Tu tarea ▸ Sigue escribiendo el texto sobre el saqueo de la ciudad y la necesidad de rescatar su porvenir, justo después de su última oración.

Texto dado ▸
━━━━━━

En esta administración del saqueo desapareció el Foro Shakespeare para dar su lugar a un edificio. En esta administración de la rapiña, museos y residencias de escritores son vistos como probables oficinas de campañas electorales. Esta administración del despojo, los cines ya pertenecen a una sola distribuidora con la misma película en todos los horarios.
La infraestructura de la ciudad es mucho menor hoy que hace seis años. Es la monotonía de la especulación inmobiliaria. La insistencia uniforme del dinero fácil. La ciudad se redujo a unas siglas impronunciables; el tedio trató de aliviarse pintándolas de color rosa.
Hay que regenerar la ciudad. Es momento. Hay que hablarla, pronunciarla, sentirla, y pensarla. No basta administrarla, bien o mal, con mala o buena intención, con conflicto de intereses o cero corrupción. No se trata de presentar como futuro un presente mejorado. Hay que rescatar el porvenir. Es una condición esencial del cambio político.
Se tiene fe en el futuro precisamente cuando se encara el presente en sus rostros más abominables. Hay esperanza sólo en la acción. La esperanza es no sólo un estado de ánimo sino una disposición con un compromiso para actuar. Más relacionado con la confianza que con la esperanza, el optimismo no sirve para actuar. Es más bien la esperanza en el sentido trágico. En el tipo de tragedia en que sobrevive algo de una catástrofe general y frente a la que hay que tener valor, sin importar si ese valor rinde frutos o no. Buena parte del desastre que dejó la administración de la ciudad como botín fue la falta de esa idea de porvenir. Sin él, sólo se manejó lo que había. Y, además, fue saqueado.
Se hace historia sólo cuando excedemos la pura necesidad. De esa forma se hace la cultura. Es enunciar la enfermedad, pero también nuestros deseos de curarnos. Hacer historia es precisamente lo contrario del pragmatismo, del cálculo banal entre costo y beneficio. Es no preguntarse, como hacían los diputados constituyentes de los Partidos Revolucionario Institucional y Acción Nacional, hace un año, cuánto cuestan los derechos. Es no tratar, como se hizo en ese constituyente, intercambiar libertades a cambio de derechos, la educación por el matrimonio gay, el agua por la renta básica. Hacer historia es no dar más importancia a la necesidad de lo que la necesidad necesita.

━━━━━━

Líneas extraídas ▸
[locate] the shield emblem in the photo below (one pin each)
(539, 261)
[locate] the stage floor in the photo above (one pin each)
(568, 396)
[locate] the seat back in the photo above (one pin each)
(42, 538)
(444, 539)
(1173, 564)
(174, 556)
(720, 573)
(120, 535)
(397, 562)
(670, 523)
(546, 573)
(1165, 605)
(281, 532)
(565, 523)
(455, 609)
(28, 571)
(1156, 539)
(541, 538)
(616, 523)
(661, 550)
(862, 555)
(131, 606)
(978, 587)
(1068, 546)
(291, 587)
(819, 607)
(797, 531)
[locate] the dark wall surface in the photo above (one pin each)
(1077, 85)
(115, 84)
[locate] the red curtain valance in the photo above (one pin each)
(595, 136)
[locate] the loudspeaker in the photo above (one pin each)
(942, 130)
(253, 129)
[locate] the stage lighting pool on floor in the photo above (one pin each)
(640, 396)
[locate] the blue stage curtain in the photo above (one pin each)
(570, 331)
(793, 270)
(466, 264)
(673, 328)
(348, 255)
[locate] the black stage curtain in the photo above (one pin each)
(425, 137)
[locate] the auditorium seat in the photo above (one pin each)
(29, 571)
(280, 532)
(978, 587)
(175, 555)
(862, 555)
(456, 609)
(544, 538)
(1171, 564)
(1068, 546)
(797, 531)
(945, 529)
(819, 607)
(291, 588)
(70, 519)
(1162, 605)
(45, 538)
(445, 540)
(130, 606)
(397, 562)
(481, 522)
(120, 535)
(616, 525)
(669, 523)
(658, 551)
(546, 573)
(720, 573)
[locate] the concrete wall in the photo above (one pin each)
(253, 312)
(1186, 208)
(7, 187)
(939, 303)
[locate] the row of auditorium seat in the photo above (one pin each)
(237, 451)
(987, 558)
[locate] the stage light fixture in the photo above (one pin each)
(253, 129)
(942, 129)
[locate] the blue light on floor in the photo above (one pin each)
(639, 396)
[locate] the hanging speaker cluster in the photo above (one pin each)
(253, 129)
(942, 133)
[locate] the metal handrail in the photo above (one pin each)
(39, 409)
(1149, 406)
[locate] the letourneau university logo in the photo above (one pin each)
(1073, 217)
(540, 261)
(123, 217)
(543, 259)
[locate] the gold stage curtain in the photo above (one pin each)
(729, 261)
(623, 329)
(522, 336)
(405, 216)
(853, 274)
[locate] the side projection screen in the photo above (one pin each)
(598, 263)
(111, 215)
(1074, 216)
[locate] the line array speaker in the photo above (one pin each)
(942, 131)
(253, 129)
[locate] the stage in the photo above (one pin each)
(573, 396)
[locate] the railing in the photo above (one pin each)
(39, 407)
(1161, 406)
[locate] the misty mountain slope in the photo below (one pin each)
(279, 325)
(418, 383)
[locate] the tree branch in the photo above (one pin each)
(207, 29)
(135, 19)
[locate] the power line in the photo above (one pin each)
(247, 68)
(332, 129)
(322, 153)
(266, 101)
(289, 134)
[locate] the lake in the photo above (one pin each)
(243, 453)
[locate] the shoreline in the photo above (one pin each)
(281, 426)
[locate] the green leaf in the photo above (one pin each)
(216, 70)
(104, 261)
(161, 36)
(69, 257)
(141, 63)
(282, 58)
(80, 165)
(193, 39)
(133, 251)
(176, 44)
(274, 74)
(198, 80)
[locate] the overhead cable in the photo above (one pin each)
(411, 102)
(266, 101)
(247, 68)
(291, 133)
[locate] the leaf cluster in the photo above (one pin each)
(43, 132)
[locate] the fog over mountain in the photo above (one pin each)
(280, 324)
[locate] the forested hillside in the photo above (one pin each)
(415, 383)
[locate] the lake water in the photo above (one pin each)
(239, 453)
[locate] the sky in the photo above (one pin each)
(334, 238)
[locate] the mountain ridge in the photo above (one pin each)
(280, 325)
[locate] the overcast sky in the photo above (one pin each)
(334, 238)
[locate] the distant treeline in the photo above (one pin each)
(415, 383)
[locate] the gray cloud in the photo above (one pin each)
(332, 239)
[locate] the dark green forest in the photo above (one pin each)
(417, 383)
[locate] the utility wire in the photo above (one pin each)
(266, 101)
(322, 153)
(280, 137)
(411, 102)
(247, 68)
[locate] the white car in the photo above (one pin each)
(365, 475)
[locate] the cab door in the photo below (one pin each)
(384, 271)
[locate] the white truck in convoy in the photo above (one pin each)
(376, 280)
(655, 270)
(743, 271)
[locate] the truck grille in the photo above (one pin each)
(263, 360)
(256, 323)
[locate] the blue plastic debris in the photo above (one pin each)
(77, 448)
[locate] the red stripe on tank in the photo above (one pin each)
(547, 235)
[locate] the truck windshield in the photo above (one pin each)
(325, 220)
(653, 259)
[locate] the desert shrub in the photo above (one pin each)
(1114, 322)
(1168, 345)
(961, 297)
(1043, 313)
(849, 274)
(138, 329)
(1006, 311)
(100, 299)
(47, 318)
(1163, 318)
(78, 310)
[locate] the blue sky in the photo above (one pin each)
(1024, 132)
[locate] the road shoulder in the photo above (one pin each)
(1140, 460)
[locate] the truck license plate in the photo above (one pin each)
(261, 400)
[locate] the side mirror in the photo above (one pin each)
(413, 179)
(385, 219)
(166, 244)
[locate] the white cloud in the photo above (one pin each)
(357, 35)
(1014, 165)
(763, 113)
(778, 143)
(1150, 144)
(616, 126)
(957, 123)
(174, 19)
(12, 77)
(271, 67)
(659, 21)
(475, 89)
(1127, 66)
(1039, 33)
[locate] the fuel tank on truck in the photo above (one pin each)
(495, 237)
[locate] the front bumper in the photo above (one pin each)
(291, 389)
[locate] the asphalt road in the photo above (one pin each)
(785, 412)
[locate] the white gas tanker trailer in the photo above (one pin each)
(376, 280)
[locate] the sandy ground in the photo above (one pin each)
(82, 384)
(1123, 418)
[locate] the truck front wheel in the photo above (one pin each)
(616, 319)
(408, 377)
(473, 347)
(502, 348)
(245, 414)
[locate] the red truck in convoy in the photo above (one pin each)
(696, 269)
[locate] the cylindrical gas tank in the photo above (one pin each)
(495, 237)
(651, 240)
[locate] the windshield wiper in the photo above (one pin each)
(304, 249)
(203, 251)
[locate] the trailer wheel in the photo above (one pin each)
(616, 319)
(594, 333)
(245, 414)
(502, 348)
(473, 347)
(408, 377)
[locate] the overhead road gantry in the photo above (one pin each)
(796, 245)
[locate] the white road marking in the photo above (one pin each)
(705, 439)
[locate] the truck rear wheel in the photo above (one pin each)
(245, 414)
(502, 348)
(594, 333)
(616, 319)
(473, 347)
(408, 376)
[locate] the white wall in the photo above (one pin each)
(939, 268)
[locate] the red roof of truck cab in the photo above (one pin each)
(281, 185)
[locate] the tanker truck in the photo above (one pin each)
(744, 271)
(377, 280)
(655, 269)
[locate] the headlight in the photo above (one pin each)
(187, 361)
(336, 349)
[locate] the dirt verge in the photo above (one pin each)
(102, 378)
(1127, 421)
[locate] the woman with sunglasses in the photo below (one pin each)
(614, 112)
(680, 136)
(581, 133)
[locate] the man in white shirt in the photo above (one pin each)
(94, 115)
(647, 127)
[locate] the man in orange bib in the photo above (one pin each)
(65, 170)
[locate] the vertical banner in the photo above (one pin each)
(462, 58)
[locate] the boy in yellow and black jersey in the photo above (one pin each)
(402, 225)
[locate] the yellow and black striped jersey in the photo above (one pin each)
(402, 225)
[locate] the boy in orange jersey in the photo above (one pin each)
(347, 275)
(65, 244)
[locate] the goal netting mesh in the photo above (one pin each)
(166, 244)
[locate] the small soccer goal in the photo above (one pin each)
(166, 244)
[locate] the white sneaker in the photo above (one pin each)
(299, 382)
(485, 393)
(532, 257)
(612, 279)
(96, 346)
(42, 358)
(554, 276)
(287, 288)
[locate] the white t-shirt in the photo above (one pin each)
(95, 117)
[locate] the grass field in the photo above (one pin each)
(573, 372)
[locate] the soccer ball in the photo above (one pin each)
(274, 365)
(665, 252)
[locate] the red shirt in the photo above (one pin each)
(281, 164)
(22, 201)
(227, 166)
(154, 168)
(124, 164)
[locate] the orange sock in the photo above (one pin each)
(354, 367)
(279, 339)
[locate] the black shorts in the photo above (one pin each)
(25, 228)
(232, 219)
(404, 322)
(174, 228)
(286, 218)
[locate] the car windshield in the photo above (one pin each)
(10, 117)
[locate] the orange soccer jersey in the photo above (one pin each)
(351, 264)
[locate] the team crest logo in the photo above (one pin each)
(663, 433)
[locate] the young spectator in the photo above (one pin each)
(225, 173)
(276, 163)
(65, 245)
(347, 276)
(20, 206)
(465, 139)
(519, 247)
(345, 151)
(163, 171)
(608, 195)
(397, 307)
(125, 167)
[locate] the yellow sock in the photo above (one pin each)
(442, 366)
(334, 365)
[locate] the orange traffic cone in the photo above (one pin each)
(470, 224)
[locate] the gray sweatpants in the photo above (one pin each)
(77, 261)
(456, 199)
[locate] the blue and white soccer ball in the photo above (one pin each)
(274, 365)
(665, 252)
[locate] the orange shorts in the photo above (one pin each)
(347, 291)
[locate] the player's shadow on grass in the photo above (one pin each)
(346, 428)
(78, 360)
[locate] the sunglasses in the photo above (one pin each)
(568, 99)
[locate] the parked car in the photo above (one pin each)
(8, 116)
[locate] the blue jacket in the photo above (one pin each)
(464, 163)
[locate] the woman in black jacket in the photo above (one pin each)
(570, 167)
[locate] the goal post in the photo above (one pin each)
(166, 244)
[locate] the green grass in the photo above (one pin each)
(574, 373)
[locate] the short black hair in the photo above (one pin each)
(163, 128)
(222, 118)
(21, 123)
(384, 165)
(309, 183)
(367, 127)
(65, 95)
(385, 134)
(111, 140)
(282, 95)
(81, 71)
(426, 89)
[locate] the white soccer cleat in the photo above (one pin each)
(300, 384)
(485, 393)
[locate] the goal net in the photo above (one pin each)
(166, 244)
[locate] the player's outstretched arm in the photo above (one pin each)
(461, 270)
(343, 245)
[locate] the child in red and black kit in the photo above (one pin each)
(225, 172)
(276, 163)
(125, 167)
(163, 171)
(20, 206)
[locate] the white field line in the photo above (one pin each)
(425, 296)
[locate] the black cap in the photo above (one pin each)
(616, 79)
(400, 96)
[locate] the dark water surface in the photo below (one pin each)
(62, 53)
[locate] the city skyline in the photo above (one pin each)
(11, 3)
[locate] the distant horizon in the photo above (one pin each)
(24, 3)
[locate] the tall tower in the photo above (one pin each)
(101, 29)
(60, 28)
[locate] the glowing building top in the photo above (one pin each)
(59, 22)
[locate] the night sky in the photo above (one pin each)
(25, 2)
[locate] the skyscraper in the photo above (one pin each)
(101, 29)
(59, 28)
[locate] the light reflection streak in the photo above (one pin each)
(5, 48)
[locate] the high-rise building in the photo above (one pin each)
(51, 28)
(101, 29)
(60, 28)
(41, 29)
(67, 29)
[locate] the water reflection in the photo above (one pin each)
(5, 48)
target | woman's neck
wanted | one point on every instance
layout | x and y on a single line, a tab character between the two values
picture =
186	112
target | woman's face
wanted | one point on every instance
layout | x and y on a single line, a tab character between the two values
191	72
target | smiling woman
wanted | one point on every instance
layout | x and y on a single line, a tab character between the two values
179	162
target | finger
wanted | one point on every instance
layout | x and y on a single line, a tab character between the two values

━━━━━━

Respuesta del ejercicio ▸
Podemos aquí enumerar lo que falta para regenerar nuestra posibilidad para pronunciar los deseos colectivos: propuestas culturales en lugares que no sean el corredor centro-sur; abrir el Zócalo para los libros, el cine, el teatro y la música; contar con muestras internacionales gratuitas de cine y de música –el colmo: el único espacio de reunión masiva de los jóvenes, un concierto caro y patrocinado por una cerveza–; el seguro médico para los trabajadores del arte; la cultura como regeneradora de las comunidades frente a la violencia y la pobreza; dejar de tratar los espacios alternativos como establecimientos mercantiles; abrirse a todo lo que no tenga un canal comercial o monopólico; imaginar, imaginarnos como una ciudad donde la utopía más generosa, la que incluye a todos, es la educación, no sólo la escolar, la de las aulas, sino la del ambiente, las plazas, la cultura que proviene de esa transparencia del aire. Vernos trayendo el futuro al presente como si todo lo que hiciéramos en colectivo pudiera tener siquiera un rasgo de lo eterno.
Lo sustancial es que la esperanza nos ponga en acción. Enunciar un porvenir largo, duradero y memorable como el nombre mismo de este lugar en que nacimos, donde aún existen nuestros antepasados. El dilatado y extenso nombre de “La ciu-dad de Mé-xi-co”.